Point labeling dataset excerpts
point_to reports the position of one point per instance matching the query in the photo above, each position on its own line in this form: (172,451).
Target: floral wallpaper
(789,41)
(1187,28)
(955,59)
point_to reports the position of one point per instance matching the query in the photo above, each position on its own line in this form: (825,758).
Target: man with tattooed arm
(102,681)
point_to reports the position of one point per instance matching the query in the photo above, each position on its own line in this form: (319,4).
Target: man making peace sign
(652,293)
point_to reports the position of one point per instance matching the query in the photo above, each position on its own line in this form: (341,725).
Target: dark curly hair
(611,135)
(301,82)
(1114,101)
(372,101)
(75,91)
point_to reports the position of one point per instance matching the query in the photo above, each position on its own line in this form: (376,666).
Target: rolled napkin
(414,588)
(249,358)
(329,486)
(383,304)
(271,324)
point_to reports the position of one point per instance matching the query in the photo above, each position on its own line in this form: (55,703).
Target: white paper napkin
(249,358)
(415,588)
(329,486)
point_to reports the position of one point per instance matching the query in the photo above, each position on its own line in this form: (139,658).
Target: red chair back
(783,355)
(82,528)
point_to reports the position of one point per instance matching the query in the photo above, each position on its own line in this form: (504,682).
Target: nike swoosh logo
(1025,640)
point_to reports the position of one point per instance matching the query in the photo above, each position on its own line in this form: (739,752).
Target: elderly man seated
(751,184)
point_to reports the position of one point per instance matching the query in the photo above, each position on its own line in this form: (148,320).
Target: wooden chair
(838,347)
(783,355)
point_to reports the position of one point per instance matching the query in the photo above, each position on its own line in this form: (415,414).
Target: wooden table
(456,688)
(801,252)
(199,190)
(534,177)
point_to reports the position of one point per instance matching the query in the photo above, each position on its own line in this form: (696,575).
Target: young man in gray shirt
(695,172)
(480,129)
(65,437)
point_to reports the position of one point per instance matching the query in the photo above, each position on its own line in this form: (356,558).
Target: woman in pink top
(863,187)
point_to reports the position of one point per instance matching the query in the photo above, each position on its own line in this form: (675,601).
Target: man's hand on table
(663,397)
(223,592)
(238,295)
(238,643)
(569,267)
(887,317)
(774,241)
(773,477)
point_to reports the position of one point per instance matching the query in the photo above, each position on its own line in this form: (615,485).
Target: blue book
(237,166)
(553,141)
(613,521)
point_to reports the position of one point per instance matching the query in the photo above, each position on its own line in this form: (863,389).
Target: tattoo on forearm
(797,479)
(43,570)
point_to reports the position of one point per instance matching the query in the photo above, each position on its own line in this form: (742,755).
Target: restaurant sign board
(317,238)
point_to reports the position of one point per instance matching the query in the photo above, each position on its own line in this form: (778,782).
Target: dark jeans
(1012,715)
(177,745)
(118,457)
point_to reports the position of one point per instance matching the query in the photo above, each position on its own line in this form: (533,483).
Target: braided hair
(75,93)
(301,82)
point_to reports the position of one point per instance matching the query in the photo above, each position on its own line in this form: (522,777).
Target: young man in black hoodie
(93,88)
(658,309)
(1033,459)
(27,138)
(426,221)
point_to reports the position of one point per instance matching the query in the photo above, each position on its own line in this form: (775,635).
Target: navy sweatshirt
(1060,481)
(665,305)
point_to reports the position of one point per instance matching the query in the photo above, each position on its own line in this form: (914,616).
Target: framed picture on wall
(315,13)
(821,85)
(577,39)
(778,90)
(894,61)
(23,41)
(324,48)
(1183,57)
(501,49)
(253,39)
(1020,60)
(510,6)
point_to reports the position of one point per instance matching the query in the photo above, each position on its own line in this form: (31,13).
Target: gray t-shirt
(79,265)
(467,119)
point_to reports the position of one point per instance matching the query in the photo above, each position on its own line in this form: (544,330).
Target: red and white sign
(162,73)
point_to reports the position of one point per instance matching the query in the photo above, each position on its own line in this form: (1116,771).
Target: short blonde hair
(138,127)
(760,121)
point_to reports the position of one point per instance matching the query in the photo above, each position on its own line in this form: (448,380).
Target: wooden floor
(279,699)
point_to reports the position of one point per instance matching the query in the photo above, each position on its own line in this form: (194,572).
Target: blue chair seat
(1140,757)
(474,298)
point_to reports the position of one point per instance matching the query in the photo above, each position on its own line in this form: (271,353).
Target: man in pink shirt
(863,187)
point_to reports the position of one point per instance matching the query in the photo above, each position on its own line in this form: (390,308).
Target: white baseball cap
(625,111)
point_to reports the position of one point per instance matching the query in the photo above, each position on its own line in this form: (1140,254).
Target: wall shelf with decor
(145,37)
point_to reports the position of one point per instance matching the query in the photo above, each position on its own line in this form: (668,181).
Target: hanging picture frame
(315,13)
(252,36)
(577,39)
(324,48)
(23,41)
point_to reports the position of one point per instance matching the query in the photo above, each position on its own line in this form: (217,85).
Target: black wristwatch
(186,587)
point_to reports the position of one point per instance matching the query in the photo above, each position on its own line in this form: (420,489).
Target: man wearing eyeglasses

* **EXERCISE AIM**: Please rewrite the listing above, changing every "Target" to "Prompt" and leaving all other text unchanged.

* **ANSWER TO THIS TASK**:
point_to reports the position of one point per instance matching the query in the photo above, each position on its own line in this form: (172,451).
Prompt: floral wallpaper
(789,41)
(1187,28)
(955,59)
point_to reports the position of one point per instance matching the query in the photo above, each position on its own line in this form: (825,758).
Prompt: man with tattooed arm
(102,681)
point_to reports the position of one point per instance matching the query in the photo above, each position on its own line in this form: (319,4).
Prompt: man making peace sign
(652,293)
point_to reports the position of one point per instance matching the query in the photo above, each position on its own line in this form: (341,725).
Prompt: dark curly hair
(611,135)
(301,82)
(1114,101)
(372,101)
(75,91)
point_to reports the position of one point per instance matching the query in the photo above, each position on its own line in this form: (376,666).
Prompt: rolled napkin
(414,588)
(249,358)
(329,486)
(383,304)
(271,324)
point_to reports the position of one point per instance matching the query in the photo above, each position on its own line in this form: (55,703).
Prompt: white paper napkin
(249,358)
(415,588)
(329,486)
point_to reports the position of one point per instance matching the query in the photo above, each position on its own line in this form: (139,658).
Prompt: red chair back
(783,355)
(82,528)
point_to reports the position of one point per instance matching the query in the photo above, each position on its own line in this form: (504,682).
Prompt: nike swoosh logo
(1025,640)
point_to reports the position of one point per instance matching the query in the photo above, each position on its own line in this form: (739,752).
Prompt: elderly man seated
(751,184)
point_to reports the position of one point per instance matching the query in the photo above, each position on its own line in this form: (148,320).
Prompt: wooden chair
(838,347)
(783,355)
point_to reports the position of one point per instance matching the query in the photo above, each position on its own line in this form: (415,414).
Prompt: wooden table
(456,688)
(801,252)
(199,190)
(534,177)
point_to reports the position of one point per instance matching the query in the photo above, each position on its own line in this form: (696,575).
Prompt: young man in gray shirt
(695,172)
(480,129)
(65,437)
point_to reports the position of one point per instance matching the query in the photo above, each position on its own line in this form: (356,558).
Prompt: woman in pink top
(863,187)
point_to reports the position of one point per instance matching the query in the photo above, each position on its own line in this form: (675,601).
Prompt: man's hand on table
(663,397)
(223,592)
(238,295)
(238,643)
(569,267)
(887,317)
(774,241)
(773,477)
point_to reports the position of one point per instance matching the query in the photo above, each position on its own line in this form: (615,485).
Prompt: blue book
(237,166)
(553,141)
(613,521)
point_to reports the position of one point per instance matching the query in the photo above, each position on its own line in this form: (863,389).
Prompt: tattoo on forearm
(797,479)
(43,570)
point_to reports the position of one point per instance matching the query in the photo above, each position on its own line in this form: (742,755).
Prompt: restaurant sign board
(317,238)
point_to reports the position of one point per instance matching the query in the photo above, each position on its own line in this form: (778,782).
Prompt: dark jeans
(1012,715)
(177,745)
(118,457)
point_to reports the position of one point per instance matching the query in the photo above, each position on its own line in this form: (533,483).
Prompt: braided hair
(75,93)
(301,82)
point_to reports the position of one point per instance matching the query in the photo above, each position on its own line in this form: (522,777).
Prompt: young man in black hoodie
(93,88)
(658,309)
(1033,459)
(27,138)
(426,221)
point_to reports the position of one point per instance matching the query in the photo above, each position on its own line in this form: (775,635).
Prompt: navy sweatshirt
(1060,481)
(665,305)
point_to reports the position of one point per instance matching the query in the photo above, each position on its own line in this form: (914,616).
Prompt: framed picture on wall
(315,13)
(821,85)
(577,39)
(778,90)
(894,61)
(23,41)
(324,48)
(1183,57)
(501,49)
(253,39)
(1020,60)
(510,6)
point_to reports the position of one point per instance matching the query in the photo above, each position on its own line in this form: (31,13).
Prompt: gray t-shirt
(79,265)
(467,119)
point_to reports the position of one point per instance matching the query in the photo above, each position on its own line in this form: (544,330).
Prompt: red and white sign
(162,73)
point_to reports the position of one point per instance matching the query in the photo above, each position on its own line in this form: (1116,771).
Prompt: short blonde hair
(138,127)
(760,121)
point_to reports the position of one point per instance matching the query in the photo above, each position on its own line in this form: (448,380).
Prompt: wooden floor
(279,699)
point_to reports the position of one point per instance matching the query in the photo above, each position on its own line in this form: (194,572).
Prompt: blue chair seat
(1140,757)
(474,298)
point_to reports the position of one point per instance matching the query in the photo above, each position on its own line in this form: (271,353).
Prompt: man in pink shirt
(863,187)
point_to reports the position of one point per instance matching the query in the photo above, each position on its own line in this form: (390,308).
Prompt: white baseball cap
(625,111)
point_to reports the position of one point per instance matching the query in the photo above, each position on its own line in this form: (1140,254).
Prompt: wall shelf with decor
(145,37)
point_to reports the position of one point per instance matching the query in the photo above, each position on its own line in this form: (668,181).
Prompt: hanging picture frame
(315,13)
(252,36)
(577,39)
(324,48)
(23,41)
point_to reports the position of one point per instance matching the query in the photo above, each position on its own line in this form: (217,85).
Prompt: black wristwatch
(186,587)
point_to reports the position of one point per instance matching the query in the photo above, each position on its own line in this form: (420,489).
Prompt: man wearing eyeglasses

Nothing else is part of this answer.